→ **Exercise objective**: Copy every one of the entries below word for word, keeping each line as it stands.

→ **Recorded information**:
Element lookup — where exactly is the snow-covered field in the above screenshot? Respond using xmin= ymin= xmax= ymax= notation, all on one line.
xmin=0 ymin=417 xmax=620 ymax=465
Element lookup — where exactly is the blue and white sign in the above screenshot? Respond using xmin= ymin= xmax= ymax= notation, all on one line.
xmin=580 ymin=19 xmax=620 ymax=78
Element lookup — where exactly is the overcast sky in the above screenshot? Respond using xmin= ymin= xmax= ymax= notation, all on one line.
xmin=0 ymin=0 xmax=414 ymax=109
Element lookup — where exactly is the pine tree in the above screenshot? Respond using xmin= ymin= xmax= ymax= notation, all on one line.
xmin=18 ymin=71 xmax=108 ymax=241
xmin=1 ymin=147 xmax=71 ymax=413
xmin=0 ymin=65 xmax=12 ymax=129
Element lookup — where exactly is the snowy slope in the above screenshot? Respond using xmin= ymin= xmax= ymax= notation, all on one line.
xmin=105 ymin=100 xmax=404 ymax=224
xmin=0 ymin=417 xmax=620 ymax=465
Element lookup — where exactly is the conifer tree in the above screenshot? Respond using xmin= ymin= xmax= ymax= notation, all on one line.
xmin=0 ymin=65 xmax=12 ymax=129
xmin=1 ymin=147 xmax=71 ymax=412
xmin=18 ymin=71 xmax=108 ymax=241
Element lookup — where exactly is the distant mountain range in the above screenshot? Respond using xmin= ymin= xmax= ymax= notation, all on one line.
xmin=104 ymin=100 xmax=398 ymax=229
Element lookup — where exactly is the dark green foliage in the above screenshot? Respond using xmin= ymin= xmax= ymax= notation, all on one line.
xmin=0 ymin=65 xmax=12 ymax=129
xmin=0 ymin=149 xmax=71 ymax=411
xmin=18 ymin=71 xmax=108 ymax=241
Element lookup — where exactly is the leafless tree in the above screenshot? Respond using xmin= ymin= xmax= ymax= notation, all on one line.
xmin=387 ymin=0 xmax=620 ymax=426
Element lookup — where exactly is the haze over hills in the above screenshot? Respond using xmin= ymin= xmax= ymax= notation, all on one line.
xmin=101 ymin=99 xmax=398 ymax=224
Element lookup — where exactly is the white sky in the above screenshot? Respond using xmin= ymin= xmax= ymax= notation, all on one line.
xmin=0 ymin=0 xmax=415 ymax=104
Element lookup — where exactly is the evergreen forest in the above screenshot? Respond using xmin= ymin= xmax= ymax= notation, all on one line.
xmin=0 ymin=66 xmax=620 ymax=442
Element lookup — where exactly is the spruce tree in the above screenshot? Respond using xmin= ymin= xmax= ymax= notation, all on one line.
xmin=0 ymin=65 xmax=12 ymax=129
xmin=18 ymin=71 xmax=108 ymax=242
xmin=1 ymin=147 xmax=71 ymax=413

→ **Full answer**:
Element lookup — where exactly is the snow-covered field in the above screenshot? Respond using xmin= ymin= xmax= ymax= notation, all on one line.
xmin=0 ymin=417 xmax=620 ymax=465
Element lookup — where exactly is the blue and white sign in the above screenshot? Respond using xmin= ymin= xmax= ymax= notation, all on one line.
xmin=580 ymin=19 xmax=620 ymax=78
Element lookup — where exactly is the overcast sky in the above screenshot? Respond using xmin= ymin= xmax= ymax= notation, all on one line.
xmin=0 ymin=0 xmax=414 ymax=109
Element lookup — where exactly is the pine tree in the above screenshot? Respond using xmin= ymin= xmax= ymax= notation, all on one line.
xmin=18 ymin=71 xmax=108 ymax=241
xmin=1 ymin=147 xmax=71 ymax=413
xmin=0 ymin=65 xmax=12 ymax=129
Element lookup — where exactly is the snowy slope in the above screenshot? Respond using xmin= ymin= xmax= ymax= notation, all on one line.
xmin=105 ymin=100 xmax=404 ymax=224
xmin=0 ymin=417 xmax=620 ymax=465
Element lookup — where exactly is the conifer tree in the above screenshot? Respond using xmin= ymin= xmax= ymax= notation, all on one line.
xmin=0 ymin=65 xmax=12 ymax=129
xmin=1 ymin=147 xmax=71 ymax=412
xmin=18 ymin=71 xmax=108 ymax=241
Element lookup — where exactly is the distant mountain range in the above screenshot? Respond using xmin= ymin= xmax= ymax= notation, all on one line.
xmin=104 ymin=100 xmax=398 ymax=229
Element lookup — where exactly is the dark green foliage in the above screenshot? Respond using xmin= ymin= xmax= ymax= notation, all on one line.
xmin=0 ymin=65 xmax=12 ymax=129
xmin=0 ymin=149 xmax=71 ymax=411
xmin=18 ymin=71 xmax=108 ymax=241
Element lookup — where exactly is the leafless tree in the above screenshot? Respond using xmin= ymin= xmax= ymax= notation, all on one line.
xmin=387 ymin=0 xmax=620 ymax=426
Element lookup — where exactly is the haze over hills in the above screenshot? Respond using xmin= ymin= xmax= ymax= notation, all on one line.
xmin=101 ymin=99 xmax=398 ymax=224
Element lookup — where exactly is the white sky in the above screenshot? Respond using xmin= ymin= xmax= ymax= notation, all on one line.
xmin=0 ymin=0 xmax=415 ymax=104
Element lookup — where exactly is the evergreen forest in the above screenshot? Respond using xmin= ymin= xmax= ymax= notation, all on one line.
xmin=0 ymin=66 xmax=620 ymax=442
Element lookup — where exactly is the spruce tree in the above screenshot? Respond using xmin= ymin= xmax= ymax= notation, all on one line.
xmin=0 ymin=65 xmax=12 ymax=129
xmin=18 ymin=71 xmax=108 ymax=242
xmin=1 ymin=147 xmax=71 ymax=413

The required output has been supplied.